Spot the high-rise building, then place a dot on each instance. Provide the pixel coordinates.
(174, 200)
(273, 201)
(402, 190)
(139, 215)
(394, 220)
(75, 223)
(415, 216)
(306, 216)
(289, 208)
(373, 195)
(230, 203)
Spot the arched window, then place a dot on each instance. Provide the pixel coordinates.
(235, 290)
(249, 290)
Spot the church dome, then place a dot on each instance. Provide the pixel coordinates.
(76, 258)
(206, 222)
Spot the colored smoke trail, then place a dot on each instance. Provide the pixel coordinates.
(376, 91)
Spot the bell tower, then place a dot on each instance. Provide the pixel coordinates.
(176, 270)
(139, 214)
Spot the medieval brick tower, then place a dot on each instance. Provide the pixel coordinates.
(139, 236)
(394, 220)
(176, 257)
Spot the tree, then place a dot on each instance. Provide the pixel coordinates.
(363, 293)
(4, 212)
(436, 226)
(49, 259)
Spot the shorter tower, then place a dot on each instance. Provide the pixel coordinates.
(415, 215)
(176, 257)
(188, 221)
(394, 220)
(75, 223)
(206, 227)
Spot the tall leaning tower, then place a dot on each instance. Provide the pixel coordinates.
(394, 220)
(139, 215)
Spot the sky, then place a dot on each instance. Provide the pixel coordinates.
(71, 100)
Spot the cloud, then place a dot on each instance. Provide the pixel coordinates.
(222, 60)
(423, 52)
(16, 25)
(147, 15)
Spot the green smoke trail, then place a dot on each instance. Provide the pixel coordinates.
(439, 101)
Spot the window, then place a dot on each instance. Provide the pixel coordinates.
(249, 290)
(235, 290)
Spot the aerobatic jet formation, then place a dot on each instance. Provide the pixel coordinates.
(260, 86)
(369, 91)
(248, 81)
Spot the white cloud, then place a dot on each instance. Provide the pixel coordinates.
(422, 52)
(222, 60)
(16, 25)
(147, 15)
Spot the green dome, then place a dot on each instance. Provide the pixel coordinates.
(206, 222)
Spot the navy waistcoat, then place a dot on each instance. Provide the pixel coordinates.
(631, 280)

• **What is needed**: Word for word, transcribe all of the material.

• **Solution below**:
Spot the high-rise building, then place a dot on each instance. Provide the pixel coordinates.
(174, 200)
(273, 201)
(402, 190)
(139, 215)
(394, 220)
(75, 223)
(415, 216)
(306, 216)
(289, 208)
(373, 195)
(230, 203)
Spot the arched window, then place a dot on each instance. Provide the pixel coordinates.
(235, 290)
(249, 290)
Spot the church dome, then place a dot on each instance. Provide the pixel coordinates.
(76, 258)
(206, 222)
Spot the colored smoke trail, then place a dot on each instance. Provide the pixel coordinates.
(376, 91)
Spot the bell tower, then place a dot on each instance. Provide the pixel coordinates.
(176, 270)
(139, 214)
Spot the medieval brick tower, then place a dot on each instance. Provide the pixel coordinates.
(139, 236)
(394, 220)
(176, 257)
Spot the tree, then place a dot on each instance. Provide the pixel coordinates.
(363, 293)
(4, 212)
(436, 226)
(49, 259)
Spot the shorter tower, then place a dot on each instance. Provide the pixel coordinates.
(415, 215)
(176, 257)
(188, 221)
(394, 220)
(75, 223)
(206, 227)
Spot the tall leaning tower, then place a dot on each instance. Provide the pixel coordinates.
(394, 220)
(139, 215)
Spot the sky, then place a dot on each instance. Provide the pixel coordinates.
(71, 100)
Spot the cloud, then place a dot on each instance. Provide the pixel coordinates.
(222, 60)
(423, 52)
(16, 25)
(147, 15)
Spot the green smoke trail, then place a dot on each instance. Provide the pixel coordinates.
(439, 101)
Spot the window, then place a dot on each instance. Provide the pixel coordinates.
(249, 290)
(235, 290)
Spot the aerobatic jet formation, then place a dot on each instance. Provide the pixel coordinates.
(260, 86)
(369, 91)
(248, 81)
Spot the white cloud, then place a dot on each instance. Provide the pixel coordinates.
(422, 52)
(222, 60)
(16, 25)
(147, 15)
Spot the green dome, then place a dot on each instance. Provide the pixel coordinates.
(206, 222)
Spot the navy waistcoat, then place a dot on each instance. Provide the pixel coordinates.
(631, 280)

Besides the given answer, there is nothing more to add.